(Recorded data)

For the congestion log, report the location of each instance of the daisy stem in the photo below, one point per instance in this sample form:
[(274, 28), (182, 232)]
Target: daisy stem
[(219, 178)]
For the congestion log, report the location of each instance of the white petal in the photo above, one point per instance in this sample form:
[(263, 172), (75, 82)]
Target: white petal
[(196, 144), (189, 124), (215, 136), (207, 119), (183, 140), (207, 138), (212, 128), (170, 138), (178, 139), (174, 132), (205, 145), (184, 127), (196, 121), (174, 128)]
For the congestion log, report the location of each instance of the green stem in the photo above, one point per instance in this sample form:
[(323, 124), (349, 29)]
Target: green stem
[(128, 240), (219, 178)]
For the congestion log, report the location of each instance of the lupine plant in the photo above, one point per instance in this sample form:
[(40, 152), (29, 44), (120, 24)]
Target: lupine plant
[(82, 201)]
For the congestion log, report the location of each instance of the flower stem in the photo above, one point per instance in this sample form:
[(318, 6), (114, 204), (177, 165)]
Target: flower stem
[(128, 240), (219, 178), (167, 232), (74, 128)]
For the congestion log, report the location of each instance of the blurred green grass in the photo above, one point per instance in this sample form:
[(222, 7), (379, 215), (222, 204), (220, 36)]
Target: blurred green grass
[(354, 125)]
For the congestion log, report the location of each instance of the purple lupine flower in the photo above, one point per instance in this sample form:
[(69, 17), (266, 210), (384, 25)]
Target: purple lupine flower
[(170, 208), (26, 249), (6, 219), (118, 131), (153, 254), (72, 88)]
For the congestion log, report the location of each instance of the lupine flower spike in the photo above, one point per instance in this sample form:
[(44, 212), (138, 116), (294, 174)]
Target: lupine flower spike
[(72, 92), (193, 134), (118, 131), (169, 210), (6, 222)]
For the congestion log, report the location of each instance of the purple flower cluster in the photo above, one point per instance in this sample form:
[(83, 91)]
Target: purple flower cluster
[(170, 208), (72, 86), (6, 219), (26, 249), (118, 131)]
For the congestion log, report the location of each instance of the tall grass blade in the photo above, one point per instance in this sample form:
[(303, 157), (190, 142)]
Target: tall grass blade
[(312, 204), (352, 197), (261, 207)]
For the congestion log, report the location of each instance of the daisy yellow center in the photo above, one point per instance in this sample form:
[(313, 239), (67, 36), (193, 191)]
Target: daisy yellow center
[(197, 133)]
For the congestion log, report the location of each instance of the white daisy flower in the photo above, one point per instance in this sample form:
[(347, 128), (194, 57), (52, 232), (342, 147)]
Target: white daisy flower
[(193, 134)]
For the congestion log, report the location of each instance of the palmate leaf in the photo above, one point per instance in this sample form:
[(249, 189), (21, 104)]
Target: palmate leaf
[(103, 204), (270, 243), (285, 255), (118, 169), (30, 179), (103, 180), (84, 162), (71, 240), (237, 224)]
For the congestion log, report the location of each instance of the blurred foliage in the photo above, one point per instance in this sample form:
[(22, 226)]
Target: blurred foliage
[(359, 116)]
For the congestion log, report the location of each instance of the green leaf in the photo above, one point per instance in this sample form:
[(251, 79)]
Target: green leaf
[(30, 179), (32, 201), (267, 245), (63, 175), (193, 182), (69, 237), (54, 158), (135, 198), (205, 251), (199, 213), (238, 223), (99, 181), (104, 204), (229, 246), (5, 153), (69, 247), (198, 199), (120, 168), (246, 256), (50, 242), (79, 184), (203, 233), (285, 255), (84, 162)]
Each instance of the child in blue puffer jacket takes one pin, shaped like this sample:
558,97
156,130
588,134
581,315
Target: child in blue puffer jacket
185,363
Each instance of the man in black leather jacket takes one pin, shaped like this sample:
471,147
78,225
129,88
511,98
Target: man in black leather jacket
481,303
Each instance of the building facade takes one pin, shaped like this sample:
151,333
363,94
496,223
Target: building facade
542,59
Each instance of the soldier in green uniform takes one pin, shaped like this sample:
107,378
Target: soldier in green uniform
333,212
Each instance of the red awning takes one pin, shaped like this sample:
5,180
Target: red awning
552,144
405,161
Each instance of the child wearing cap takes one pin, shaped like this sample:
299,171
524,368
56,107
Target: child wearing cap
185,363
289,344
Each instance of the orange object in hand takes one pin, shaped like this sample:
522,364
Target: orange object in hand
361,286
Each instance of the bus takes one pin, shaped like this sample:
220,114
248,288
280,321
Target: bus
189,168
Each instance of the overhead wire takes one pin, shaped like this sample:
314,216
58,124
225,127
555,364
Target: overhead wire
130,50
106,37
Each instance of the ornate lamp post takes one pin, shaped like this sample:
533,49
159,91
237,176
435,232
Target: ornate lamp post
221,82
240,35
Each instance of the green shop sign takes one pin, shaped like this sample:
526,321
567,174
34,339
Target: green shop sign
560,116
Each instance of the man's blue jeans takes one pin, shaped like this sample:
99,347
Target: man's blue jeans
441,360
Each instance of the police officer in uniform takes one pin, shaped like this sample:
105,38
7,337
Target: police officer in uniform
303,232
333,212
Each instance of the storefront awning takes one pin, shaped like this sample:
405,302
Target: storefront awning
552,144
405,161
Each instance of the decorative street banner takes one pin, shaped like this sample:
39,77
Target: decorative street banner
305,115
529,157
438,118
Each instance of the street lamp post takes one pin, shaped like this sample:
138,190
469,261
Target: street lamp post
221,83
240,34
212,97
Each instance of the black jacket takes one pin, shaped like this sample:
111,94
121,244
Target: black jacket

**PROBLEM**
Repeat every entry exactly. Nothing may be dropped.

**OUTPUT OF THE TASK**
For the congestion log, report the location of each instance of the daisy stem in the photo below, one point per instance in this sample form:
[(274, 28), (182, 232)]
Target: daisy stem
[(219, 178)]
For the congestion log, report the location of each instance of the white petal in the photo above, one point per instance in this sample form:
[(263, 172), (75, 82)]
Target: white petal
[(196, 144), (189, 124), (215, 136), (207, 119), (183, 140), (207, 138), (212, 128), (170, 138), (178, 139), (174, 132), (205, 145), (184, 127), (196, 121), (174, 128)]
For the congestion log, report the location of each instance of the green stem in the photo above, one point per instance in this sample form:
[(323, 124), (349, 29)]
Target: green stem
[(128, 240), (219, 178)]
For the congestion log, report the location of each instance of the lupine plant in the photo above, one point per instance in this sample form:
[(40, 152), (29, 44), (120, 24)]
Target: lupine plant
[(82, 201)]
For the congestion log, report the location of each instance of the flower stem in the photo above, one point per instance in this sample form:
[(318, 6), (114, 204), (177, 165)]
Target: flower stem
[(128, 240), (219, 178), (167, 232), (74, 128)]
For the congestion log, report the location of each instance of the blurred green grass in the photo above, one point per instance in this sample form:
[(222, 7), (379, 215), (222, 204), (220, 36)]
Target: blurred green grass
[(354, 125)]
For the congestion log, report the location of each instance of the purple lupine flower in the photo above, one point per instance in this sample form:
[(69, 17), (266, 210), (384, 25)]
Target: purple lupine flower
[(170, 208), (26, 249), (6, 219), (118, 131), (153, 254), (72, 88)]
For the congestion log, report the location of each instance of the lupine flower spike in the photo above, one point per instance in this sample form:
[(44, 212), (138, 116), (294, 174)]
Target: lupine flower spike
[(72, 92), (193, 134), (118, 131), (169, 210), (6, 222)]
For the congestion log, report the location of each instance of the purple flower cluster in the photo above, one point per instance in this sample form:
[(83, 91)]
Target: purple flower cluster
[(170, 208), (72, 86), (6, 219), (26, 249), (118, 131)]
For the congestion log, report the location of each instance of the tall grass blade in the photo above, one point per instance in this sample form:
[(303, 157), (190, 142)]
Target: tall grass blade
[(312, 204), (352, 197), (261, 207)]
For the congestion log, report the location of each instance of the daisy yellow center in the photo above, one point per instance in this sample form:
[(313, 239), (67, 36), (193, 191)]
Target: daisy yellow center
[(197, 133)]
For the congestion log, report the location of each instance of the white daisy flower in the photo above, one point per instance in this sample form:
[(347, 128), (194, 57), (52, 232), (342, 147)]
Target: white daisy flower
[(193, 134)]
For the congestion log, report the location of each instance of the palmate leaf in the photo above, one point per instance in this sample form:
[(249, 189), (21, 104)]
Target: palmate leaf
[(103, 204), (270, 243), (285, 255), (118, 169), (30, 179), (103, 180), (84, 162), (71, 240), (237, 224)]
For the congestion log, report the location of each instance of the blurred foliage in the photo above, one point per instance in this sample form:
[(22, 226)]
Target: blurred foliage
[(359, 116)]
For the congestion log, report the location of each instance of the green leaf in the photo above, one point per instance in this sample form:
[(251, 79)]
Target: green leaf
[(30, 179), (32, 201), (267, 245), (63, 175), (193, 182), (69, 237), (54, 158), (135, 198), (205, 251), (199, 213), (238, 223), (99, 181), (104, 204), (229, 246), (5, 153), (69, 247), (198, 199), (120, 168), (246, 256), (50, 242), (79, 184), (203, 233), (285, 255), (84, 162)]
Each instance of the child in blue puffer jacket takes one pin, shaped like this sample:
558,97
156,130
588,134
581,315
Target: child in blue puffer jacket
185,363
Each instance of the man in black leather jacket takes one pin, shaped like this sample:
471,147
78,225
129,88
511,98
Target: man in black leather jacket
481,303
Each instance of the building facade takes one pin, shaped like this sample:
151,333
363,94
496,223
Target: building facade
542,59
Each instance of the soldier in green uniform takes one pin, shaped like this sample:
107,378
Target: soldier in green uniform
333,212
Each instance of the red awning takes one pin, shaped like this sample:
5,180
Target: red awning
552,144
405,161
Each instance of the child wearing cap takes one pin, shaped like this sample:
299,171
524,368
56,107
Target: child wearing cap
185,363
289,344
Each instance of the orange object in hand takes one pin, shaped like this sample:
522,364
Target: orange object in hand
361,286
Each instance of the bus takes one pin, shaped like this sample:
220,114
248,288
280,321
Target: bus
189,168
Each instance of the overhead wire takes one pin, shaped like this sample:
314,216
58,124
225,127
555,364
Target: overhead wire
130,50
106,37
Each instance of the ornate lamp post takes one pin, shaped like this sample:
533,49
159,91
237,176
435,232
Target: ornate lamp post
221,82
240,35
Each instance of the green shop sign takes one pin, shaped like this sample:
526,321
567,174
34,339
Target: green shop sign
560,116
Each instance of the man's blue jeans takes one pin, shaped like this sample:
99,347
Target: man's blue jeans
441,360
Each instance of the police officer in uniform takes one pin, shaped like this sample:
105,38
7,337
Target: police officer in uniform
303,232
333,212
Each instance of the storefront awning takes one pin, shaped like this sample:
405,302
Target: storefront awning
552,144
405,161
Each instance of the decorative street banner takes one pin, shaped like this sample:
39,77
Target: decorative street banner
305,115
529,157
438,118
Each instance of the street lamp post takes one pin, shaped like this sample:
138,190
469,261
Target: street lamp post
221,83
240,34
212,97
Each instance of the black jacket takes one pin, shaped like this sample:
111,94
121,244
Target: black jacket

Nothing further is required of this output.